[Stored data entries]
'''
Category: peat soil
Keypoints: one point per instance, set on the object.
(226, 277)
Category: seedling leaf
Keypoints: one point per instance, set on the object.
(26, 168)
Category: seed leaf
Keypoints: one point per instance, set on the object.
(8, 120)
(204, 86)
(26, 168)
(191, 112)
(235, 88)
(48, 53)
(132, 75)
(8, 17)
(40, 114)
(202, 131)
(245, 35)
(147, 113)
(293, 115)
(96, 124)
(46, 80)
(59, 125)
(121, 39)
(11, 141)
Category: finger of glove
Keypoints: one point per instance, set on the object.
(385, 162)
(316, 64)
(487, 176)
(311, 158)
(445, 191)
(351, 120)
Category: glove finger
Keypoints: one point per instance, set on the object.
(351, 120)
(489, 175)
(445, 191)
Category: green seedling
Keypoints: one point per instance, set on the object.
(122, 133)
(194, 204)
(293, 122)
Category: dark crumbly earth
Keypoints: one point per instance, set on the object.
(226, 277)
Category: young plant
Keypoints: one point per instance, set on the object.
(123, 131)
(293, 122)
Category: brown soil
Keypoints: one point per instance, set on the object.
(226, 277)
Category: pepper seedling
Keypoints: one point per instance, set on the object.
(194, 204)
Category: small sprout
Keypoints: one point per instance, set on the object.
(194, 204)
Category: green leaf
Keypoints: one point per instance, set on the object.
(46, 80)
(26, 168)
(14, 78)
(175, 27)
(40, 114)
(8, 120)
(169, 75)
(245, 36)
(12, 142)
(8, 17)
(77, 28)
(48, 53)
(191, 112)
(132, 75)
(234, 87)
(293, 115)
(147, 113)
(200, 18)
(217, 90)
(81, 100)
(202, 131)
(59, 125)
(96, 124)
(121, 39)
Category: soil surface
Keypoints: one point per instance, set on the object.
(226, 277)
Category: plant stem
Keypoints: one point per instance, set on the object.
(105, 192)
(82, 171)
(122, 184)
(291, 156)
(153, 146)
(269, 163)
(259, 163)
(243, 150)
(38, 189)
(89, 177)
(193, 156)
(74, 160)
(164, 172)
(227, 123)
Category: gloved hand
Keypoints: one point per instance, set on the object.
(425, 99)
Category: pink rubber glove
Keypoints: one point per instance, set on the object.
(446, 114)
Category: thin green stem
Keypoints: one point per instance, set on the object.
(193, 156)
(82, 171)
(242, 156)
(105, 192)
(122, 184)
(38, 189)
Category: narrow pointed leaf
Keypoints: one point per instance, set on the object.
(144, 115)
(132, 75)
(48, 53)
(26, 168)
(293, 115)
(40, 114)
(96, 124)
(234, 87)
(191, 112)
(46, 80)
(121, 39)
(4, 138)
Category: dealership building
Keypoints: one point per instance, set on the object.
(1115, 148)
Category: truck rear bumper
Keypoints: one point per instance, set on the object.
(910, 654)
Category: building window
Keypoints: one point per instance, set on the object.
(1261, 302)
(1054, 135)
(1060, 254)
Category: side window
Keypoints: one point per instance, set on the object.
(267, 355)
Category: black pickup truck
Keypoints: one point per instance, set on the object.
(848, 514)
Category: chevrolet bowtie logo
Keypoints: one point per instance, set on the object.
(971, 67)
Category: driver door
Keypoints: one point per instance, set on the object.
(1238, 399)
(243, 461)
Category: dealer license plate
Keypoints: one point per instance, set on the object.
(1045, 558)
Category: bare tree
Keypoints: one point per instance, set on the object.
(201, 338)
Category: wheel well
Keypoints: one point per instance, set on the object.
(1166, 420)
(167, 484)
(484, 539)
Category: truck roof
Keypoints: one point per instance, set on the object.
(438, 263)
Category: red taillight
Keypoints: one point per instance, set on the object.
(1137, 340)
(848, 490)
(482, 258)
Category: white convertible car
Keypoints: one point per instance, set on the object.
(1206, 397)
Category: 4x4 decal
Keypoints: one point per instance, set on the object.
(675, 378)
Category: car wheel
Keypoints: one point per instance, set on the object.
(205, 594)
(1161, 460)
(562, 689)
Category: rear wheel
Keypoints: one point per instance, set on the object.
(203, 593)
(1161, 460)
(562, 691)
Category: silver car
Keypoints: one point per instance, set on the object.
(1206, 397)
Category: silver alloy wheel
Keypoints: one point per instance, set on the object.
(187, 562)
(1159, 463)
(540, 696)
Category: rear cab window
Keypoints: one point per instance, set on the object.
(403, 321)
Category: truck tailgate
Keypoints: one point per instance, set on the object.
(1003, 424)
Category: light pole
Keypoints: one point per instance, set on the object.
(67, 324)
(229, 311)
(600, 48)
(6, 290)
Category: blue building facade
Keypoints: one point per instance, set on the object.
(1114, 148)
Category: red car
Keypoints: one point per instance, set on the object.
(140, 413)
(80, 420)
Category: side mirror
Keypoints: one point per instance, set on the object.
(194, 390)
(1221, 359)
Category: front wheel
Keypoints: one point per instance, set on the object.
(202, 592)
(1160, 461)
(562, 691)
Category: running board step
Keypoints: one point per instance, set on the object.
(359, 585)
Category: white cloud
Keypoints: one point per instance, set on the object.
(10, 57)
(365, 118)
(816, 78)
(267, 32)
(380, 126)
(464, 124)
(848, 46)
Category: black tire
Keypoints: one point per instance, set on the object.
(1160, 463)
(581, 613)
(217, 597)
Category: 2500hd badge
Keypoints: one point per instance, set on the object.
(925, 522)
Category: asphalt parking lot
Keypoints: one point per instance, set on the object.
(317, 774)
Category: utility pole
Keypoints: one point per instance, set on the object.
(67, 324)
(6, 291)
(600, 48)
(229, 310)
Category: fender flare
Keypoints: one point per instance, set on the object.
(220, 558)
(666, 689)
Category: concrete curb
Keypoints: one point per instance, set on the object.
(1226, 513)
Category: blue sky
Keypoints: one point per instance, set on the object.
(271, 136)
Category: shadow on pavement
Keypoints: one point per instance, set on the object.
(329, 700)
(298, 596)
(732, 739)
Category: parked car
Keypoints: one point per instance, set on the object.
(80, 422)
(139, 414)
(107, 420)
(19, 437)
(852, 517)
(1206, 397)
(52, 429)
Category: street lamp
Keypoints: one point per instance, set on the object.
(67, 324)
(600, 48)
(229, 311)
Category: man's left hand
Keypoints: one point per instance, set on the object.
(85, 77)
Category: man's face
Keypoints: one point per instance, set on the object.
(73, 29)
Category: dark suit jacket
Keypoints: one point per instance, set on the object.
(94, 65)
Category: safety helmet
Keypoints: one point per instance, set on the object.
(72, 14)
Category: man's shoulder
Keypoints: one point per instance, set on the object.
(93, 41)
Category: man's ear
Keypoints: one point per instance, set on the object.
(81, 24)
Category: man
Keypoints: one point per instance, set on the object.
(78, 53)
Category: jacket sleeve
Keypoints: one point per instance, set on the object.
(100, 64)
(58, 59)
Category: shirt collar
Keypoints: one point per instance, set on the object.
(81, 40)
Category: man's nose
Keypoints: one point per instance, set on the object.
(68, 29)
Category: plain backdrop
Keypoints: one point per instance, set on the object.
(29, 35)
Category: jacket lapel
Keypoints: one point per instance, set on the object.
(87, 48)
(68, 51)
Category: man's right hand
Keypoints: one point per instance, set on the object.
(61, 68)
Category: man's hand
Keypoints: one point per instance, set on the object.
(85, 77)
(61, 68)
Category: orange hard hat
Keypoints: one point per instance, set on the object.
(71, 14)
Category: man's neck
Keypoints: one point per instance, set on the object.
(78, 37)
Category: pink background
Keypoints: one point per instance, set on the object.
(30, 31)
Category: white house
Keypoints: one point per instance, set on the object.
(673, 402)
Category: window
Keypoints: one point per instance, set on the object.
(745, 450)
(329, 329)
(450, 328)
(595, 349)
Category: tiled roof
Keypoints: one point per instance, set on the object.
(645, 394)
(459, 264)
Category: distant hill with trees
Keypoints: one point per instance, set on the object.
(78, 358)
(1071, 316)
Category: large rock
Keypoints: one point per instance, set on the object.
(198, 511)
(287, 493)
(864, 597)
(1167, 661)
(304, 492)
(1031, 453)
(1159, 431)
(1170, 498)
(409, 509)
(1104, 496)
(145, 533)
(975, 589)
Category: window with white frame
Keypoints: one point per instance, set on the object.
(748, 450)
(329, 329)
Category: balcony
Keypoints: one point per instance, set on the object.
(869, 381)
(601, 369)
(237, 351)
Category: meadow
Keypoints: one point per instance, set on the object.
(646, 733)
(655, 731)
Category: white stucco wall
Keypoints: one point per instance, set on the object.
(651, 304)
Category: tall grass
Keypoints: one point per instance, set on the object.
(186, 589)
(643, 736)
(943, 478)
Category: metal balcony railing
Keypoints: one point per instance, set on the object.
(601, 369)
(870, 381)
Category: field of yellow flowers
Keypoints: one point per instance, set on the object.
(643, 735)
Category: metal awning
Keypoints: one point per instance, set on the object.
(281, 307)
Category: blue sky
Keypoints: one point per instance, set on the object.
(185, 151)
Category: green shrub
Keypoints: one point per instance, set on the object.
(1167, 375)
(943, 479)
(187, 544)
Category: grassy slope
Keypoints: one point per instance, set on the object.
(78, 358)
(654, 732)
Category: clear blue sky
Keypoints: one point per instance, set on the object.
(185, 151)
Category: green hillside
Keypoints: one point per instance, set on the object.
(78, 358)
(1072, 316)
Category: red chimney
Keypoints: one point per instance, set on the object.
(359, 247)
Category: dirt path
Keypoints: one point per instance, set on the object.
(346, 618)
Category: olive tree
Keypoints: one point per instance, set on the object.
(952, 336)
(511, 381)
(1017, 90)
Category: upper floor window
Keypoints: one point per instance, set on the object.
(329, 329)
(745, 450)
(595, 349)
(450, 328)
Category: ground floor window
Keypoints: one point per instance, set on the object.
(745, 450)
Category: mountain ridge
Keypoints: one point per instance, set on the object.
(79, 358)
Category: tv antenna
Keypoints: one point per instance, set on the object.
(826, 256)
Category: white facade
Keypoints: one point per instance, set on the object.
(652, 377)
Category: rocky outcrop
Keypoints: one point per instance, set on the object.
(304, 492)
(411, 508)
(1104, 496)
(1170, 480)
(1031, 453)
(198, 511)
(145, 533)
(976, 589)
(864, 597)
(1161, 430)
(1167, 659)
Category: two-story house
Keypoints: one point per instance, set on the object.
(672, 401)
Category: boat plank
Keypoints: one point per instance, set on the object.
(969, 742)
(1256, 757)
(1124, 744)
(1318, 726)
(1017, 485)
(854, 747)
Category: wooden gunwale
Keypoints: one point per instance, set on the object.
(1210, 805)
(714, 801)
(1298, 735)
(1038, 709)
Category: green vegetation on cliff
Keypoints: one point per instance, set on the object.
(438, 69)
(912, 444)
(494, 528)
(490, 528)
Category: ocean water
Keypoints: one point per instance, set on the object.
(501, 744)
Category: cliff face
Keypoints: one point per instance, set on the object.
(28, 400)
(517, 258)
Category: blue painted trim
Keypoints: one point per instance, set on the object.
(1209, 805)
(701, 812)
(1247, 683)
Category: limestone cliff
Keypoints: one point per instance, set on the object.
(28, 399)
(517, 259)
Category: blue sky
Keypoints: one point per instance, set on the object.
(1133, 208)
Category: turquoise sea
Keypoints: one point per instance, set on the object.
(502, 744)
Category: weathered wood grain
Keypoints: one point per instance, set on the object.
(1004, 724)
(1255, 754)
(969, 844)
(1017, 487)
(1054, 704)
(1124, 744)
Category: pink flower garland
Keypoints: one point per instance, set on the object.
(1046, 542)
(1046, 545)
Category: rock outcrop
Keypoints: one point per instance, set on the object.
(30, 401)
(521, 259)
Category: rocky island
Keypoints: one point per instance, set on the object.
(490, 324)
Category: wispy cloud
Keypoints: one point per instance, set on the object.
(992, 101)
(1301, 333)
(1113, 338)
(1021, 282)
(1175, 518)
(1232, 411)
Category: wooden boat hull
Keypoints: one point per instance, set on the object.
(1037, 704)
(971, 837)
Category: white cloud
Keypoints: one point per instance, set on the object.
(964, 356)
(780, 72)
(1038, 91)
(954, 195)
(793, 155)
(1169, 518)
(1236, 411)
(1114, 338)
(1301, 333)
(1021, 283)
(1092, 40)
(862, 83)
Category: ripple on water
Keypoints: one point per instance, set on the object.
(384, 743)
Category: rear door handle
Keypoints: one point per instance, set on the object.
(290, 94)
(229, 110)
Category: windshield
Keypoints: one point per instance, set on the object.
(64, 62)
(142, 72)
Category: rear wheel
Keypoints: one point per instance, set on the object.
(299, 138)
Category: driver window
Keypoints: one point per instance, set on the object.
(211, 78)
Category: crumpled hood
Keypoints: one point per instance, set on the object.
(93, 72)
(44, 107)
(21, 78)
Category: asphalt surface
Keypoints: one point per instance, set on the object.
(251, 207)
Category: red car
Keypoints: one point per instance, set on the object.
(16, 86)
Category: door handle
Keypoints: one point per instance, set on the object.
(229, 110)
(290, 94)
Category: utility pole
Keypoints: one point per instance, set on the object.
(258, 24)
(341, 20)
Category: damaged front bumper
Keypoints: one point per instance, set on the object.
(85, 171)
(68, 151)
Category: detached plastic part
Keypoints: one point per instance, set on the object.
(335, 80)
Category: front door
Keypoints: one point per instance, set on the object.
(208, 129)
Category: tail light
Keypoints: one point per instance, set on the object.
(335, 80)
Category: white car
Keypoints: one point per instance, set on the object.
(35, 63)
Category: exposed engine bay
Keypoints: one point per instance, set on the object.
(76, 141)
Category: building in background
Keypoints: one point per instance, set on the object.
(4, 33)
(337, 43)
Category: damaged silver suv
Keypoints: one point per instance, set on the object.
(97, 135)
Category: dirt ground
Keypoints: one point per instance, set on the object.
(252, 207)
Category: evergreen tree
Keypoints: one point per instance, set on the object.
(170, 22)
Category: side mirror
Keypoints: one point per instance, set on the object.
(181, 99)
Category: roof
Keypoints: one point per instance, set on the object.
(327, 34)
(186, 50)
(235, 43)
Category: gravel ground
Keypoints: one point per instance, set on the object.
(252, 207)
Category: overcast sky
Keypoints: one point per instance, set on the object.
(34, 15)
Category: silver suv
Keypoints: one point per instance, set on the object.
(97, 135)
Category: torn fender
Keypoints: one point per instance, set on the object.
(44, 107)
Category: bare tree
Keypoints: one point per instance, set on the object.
'''
■ Instructions to follow ■
Please return the lines above that run from the line containing "Category: side window" to the line containing "Category: wheel well", inclusive, exactly and with no other lines.

■ Written solution ■
Category: side window
Keypoints: one point per instance, set on the object.
(267, 355)
Category: black pickup truck
Keypoints: one point per instance, set on the object.
(848, 514)
Category: chevrolet bowtie logo
Keypoints: one point per instance, set on the object.
(971, 67)
Category: driver door
Keypoints: one point per instance, set on the object.
(1238, 399)
(243, 461)
Category: dealer license plate
Keypoints: one point per instance, set on the object.
(1045, 558)
Category: bare tree
Keypoints: one point per instance, set on the object.
(201, 338)
Category: wheel well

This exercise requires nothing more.